*Data for the task:*
-*-*-
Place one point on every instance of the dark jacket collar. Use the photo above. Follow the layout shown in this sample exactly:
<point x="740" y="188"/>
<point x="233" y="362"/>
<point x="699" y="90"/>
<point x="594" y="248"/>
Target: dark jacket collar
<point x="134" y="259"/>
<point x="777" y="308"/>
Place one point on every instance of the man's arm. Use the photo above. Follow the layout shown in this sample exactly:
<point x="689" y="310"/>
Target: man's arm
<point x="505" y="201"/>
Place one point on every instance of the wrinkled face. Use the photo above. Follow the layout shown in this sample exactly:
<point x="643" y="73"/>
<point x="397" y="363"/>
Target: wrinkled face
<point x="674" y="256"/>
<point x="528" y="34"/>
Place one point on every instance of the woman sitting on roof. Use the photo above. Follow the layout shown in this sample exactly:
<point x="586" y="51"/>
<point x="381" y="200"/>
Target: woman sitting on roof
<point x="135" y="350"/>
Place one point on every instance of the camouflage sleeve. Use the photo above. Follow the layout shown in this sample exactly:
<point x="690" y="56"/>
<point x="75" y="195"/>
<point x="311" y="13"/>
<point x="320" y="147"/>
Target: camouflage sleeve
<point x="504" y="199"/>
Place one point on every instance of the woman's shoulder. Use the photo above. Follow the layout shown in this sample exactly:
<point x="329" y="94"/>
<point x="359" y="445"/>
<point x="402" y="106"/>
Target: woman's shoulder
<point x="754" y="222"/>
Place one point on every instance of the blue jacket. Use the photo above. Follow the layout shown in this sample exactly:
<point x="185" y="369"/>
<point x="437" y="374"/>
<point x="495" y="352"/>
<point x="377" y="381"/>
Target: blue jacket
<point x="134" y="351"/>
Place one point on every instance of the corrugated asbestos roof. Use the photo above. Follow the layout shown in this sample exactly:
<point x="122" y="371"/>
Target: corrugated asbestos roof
-*-*-
*Task to carry out:*
Wherever the string "corrugated" appears in the data above, report the whole line.

*The answer:*
Place one point on every instance of the corrugated asbestos roof. Use the photo above. Follow the layout shown in this sample exactly:
Target: corrugated asbestos roof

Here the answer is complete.